[Records from a collection]
━━━━━━━━━━

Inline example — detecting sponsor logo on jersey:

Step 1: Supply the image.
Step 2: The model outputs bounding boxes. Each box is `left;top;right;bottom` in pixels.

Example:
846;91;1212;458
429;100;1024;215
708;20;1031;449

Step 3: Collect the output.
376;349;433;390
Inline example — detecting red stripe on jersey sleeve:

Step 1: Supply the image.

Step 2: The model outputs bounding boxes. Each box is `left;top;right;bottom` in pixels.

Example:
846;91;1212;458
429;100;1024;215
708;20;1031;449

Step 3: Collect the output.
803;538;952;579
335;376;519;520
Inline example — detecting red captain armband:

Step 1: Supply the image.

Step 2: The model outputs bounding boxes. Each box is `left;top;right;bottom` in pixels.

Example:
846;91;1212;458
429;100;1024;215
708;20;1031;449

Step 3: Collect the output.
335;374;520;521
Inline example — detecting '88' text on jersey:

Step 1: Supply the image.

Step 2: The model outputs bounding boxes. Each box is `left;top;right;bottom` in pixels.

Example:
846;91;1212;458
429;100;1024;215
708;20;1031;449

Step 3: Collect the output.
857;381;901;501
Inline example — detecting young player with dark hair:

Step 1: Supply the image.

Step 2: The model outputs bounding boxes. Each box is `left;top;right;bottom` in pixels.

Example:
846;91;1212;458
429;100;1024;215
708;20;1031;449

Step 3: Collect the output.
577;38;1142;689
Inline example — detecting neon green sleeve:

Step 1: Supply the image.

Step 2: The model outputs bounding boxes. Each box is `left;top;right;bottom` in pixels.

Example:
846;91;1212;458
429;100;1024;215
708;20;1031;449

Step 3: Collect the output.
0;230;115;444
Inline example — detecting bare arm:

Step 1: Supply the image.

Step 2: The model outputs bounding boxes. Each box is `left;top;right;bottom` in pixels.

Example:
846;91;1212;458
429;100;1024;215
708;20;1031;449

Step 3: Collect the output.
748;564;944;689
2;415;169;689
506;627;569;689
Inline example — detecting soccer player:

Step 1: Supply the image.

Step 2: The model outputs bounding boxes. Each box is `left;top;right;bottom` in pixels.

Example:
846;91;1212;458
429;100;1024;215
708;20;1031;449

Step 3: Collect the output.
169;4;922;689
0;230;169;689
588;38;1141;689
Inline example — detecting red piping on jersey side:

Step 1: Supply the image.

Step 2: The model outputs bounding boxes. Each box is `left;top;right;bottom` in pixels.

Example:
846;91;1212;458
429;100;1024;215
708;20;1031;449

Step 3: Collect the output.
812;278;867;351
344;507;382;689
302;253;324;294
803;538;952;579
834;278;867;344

━━━━━━━━━━

● Problem statement:
Copy every item above word for word.

● Exercise result:
Inline example — detecting sponsor logo on jersey:

Step 1: Supply the image.
Step 2: The model outputs bounding boxes. Each box is `left;top;right;bottom` in pixels.

Example:
846;91;1212;458
429;100;1024;215
708;20;1031;449

Step 3: Collect the output.
376;349;433;390
Inline example — detecting red stripe on jersey sleeve:

Step 1: Supply the image.

Step 2: The model outputs bounding boxes. Each box is `left;top;right;bottom` in pixels.

Example:
846;91;1212;458
429;100;1024;215
708;20;1031;449

Step 3: Collect the output.
803;538;952;579
335;376;519;520
Inline example — detecting red captain armband:

Step 1: Supply the image.

Step 2: The model outputs bounding boxes. Each box is `left;top;right;bottom` in pixels.

Example:
846;91;1212;458
429;100;1024;215
708;20;1031;449

Step 3: Collect the output.
335;374;520;521
Inline example — detecting '88' text on jersey:

Step 1: Supply the image.

Step 2: The model outputs bounding boxes. Each box is `left;top;right;bottom` in pixels.

Example:
846;91;1212;458
429;100;1024;215
708;20;1031;449

Step 3: Collect the output.
857;381;901;501
Inline example — detecting young player with dark hair:

Step 1: Supply the image.

Step 2: The model outputs bounding boxes. Each box is `left;top;right;bottom` in pixels.

Example:
846;91;1212;458
429;100;1024;215
708;20;1031;449

Step 3: Collect the output.
577;38;1142;689
Inline example — detecting neon green sleeve:

Step 1: Supply the image.

Step 2: The model outputs bounding boxes. Each box is `left;top;right;bottom` in pixels.

Example:
846;91;1212;458
429;100;1024;215
708;20;1031;449

Step 3: Collect the output.
0;230;115;444
Inline example — detecting bare arm:

Step 1: Supply the image.

Step 2: The model outputs bounding boxes. Each box is `left;top;right;bottom` in pixels.

Example:
846;91;1212;458
429;100;1024;215
708;20;1031;449

Step 3: Collect the output.
748;564;944;689
2;415;169;689
506;627;569;689
Inline example — detecting soccer player:

Step 1: Supply the image.

Step 2: The model outputs bounding boxes. Each box is `left;top;right;bottom` in pixels.

Example:
846;91;1212;458
429;100;1024;215
708;20;1031;449

Step 3: Collect the output.
169;4;922;689
0;230;169;689
588;38;1141;689
Inline example — detecting red piping on jersey side:

Step 1: Supply the image.

Step 2: The model outputs bounding boxes. Each box is `left;top;right;bottom` in pixels.

Example:
846;91;1212;458
429;100;1024;215
708;20;1031;449

Step 3: Collect the output.
812;278;867;351
344;507;382;689
302;253;324;294
803;538;952;579
834;278;867;344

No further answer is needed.